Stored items
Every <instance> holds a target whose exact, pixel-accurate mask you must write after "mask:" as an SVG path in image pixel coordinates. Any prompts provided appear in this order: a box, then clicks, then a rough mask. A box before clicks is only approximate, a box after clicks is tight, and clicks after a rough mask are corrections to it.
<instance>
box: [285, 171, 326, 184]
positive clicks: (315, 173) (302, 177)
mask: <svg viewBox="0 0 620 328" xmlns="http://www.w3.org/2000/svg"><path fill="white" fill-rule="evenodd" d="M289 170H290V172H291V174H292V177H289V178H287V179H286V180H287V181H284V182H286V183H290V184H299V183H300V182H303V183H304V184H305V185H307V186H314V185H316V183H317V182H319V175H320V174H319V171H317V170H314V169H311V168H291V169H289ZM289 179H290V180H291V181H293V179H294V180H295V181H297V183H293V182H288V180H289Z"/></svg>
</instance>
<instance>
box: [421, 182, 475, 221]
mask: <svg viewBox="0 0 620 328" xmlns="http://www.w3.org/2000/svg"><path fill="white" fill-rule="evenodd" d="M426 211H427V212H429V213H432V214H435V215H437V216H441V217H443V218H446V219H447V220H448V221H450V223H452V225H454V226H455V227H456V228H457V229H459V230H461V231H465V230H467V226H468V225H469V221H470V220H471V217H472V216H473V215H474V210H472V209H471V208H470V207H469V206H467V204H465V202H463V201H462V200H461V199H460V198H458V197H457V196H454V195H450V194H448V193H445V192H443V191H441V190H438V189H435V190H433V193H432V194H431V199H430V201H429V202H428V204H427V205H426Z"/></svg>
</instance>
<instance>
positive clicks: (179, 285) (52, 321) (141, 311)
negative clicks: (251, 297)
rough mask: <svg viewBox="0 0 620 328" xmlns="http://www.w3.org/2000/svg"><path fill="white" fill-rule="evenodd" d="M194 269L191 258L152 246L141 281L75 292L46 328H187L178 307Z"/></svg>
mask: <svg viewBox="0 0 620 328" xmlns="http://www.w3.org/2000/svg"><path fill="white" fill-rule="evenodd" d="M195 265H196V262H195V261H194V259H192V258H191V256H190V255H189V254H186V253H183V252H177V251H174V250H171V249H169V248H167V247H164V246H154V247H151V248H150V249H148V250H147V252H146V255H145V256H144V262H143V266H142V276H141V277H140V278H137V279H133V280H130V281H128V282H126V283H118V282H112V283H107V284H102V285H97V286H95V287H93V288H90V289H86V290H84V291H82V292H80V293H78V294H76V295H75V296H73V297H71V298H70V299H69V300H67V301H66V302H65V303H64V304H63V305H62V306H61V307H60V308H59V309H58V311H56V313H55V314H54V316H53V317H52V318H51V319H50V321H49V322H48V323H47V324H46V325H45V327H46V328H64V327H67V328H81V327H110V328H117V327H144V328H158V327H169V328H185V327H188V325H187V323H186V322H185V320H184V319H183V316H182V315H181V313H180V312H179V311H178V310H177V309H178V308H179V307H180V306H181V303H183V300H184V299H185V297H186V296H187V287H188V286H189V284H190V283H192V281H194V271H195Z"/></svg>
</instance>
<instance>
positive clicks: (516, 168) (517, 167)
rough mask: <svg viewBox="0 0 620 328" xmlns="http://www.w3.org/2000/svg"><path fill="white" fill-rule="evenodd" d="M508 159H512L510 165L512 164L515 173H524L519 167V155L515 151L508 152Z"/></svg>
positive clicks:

> EXERCISE INSTRUCTIONS
Repeat the records above in full, word for word.

> REPLY
Every <instance> holds a target whose exact, pixel-accurate mask you must write after "mask:" as an SVG path in image pixel coordinates. Any prompts provided appear in this order: a box, then clicks, then a rough mask. A box before clicks is only approximate, a box after clicks is tight, and clicks after a rough mask are corrections to it.
<instance>
box: [285, 171, 326, 184]
positive clicks: (315, 173) (302, 177)
mask: <svg viewBox="0 0 620 328" xmlns="http://www.w3.org/2000/svg"><path fill="white" fill-rule="evenodd" d="M289 170H290V172H291V174H292V177H289V178H287V179H286V180H287V181H284V182H286V183H290V184H299V183H300V182H303V183H304V184H305V185H307V186H314V185H316V183H317V182H319V175H320V174H319V171H317V170H314V169H311V168H291V169H289ZM289 179H290V180H291V181H293V179H294V180H295V181H297V183H293V182H288V180H289Z"/></svg>
</instance>
<instance>
box: [421, 182, 475, 221]
mask: <svg viewBox="0 0 620 328" xmlns="http://www.w3.org/2000/svg"><path fill="white" fill-rule="evenodd" d="M426 211H427V212H429V213H432V214H435V215H437V216H441V217H443V218H446V219H447V220H448V221H450V223H452V225H454V226H455V227H456V228H457V229H459V230H461V231H465V230H467V226H468V225H469V221H470V220H471V217H472V216H473V215H474V210H472V209H471V208H470V207H469V206H467V204H465V202H463V201H462V200H461V199H460V198H458V197H457V196H454V195H450V194H448V193H445V192H443V191H441V190H438V189H435V190H433V193H432V194H431V199H430V201H429V202H428V204H427V205H426Z"/></svg>
</instance>
<instance>
positive clicks: (179, 285) (52, 321) (141, 311)
negative clicks: (251, 297)
rough mask: <svg viewBox="0 0 620 328" xmlns="http://www.w3.org/2000/svg"><path fill="white" fill-rule="evenodd" d="M194 269L191 258L152 246L141 281L75 292L46 328H187L178 307Z"/></svg>
mask: <svg viewBox="0 0 620 328" xmlns="http://www.w3.org/2000/svg"><path fill="white" fill-rule="evenodd" d="M195 265H196V262H195V261H194V259H192V258H191V256H190V255H189V254H186V253H183V252H177V251H174V250H171V249H169V248H167V247H164V246H154V247H151V248H150V249H148V250H147V252H146V255H145V256H144V262H143V266H142V276H141V277H140V278H137V279H133V280H130V281H128V282H126V283H118V282H112V283H107V284H102V285H97V286H95V287H93V288H90V289H86V290H84V291H82V292H80V293H78V294H76V295H75V296H73V297H71V298H70V299H69V300H67V301H66V302H65V303H64V304H63V305H62V306H61V307H60V308H59V309H58V311H56V313H55V314H54V316H53V317H52V318H51V319H50V321H49V322H48V323H47V324H46V325H45V327H46V328H64V327H67V328H81V327H110V328H117V327H144V328H158V327H169V328H185V327H188V325H187V323H186V322H185V320H184V319H183V316H182V315H181V313H180V312H179V311H178V310H177V309H178V308H179V307H180V306H181V303H183V300H184V299H185V297H186V296H187V287H188V286H189V284H190V283H192V281H194V271H195Z"/></svg>
</instance>
<instance>
positive clicks: (516, 168) (517, 167)
rough mask: <svg viewBox="0 0 620 328" xmlns="http://www.w3.org/2000/svg"><path fill="white" fill-rule="evenodd" d="M508 159H512L510 165L512 164L515 173H524L519 167V155L515 151L508 152Z"/></svg>
positive clicks:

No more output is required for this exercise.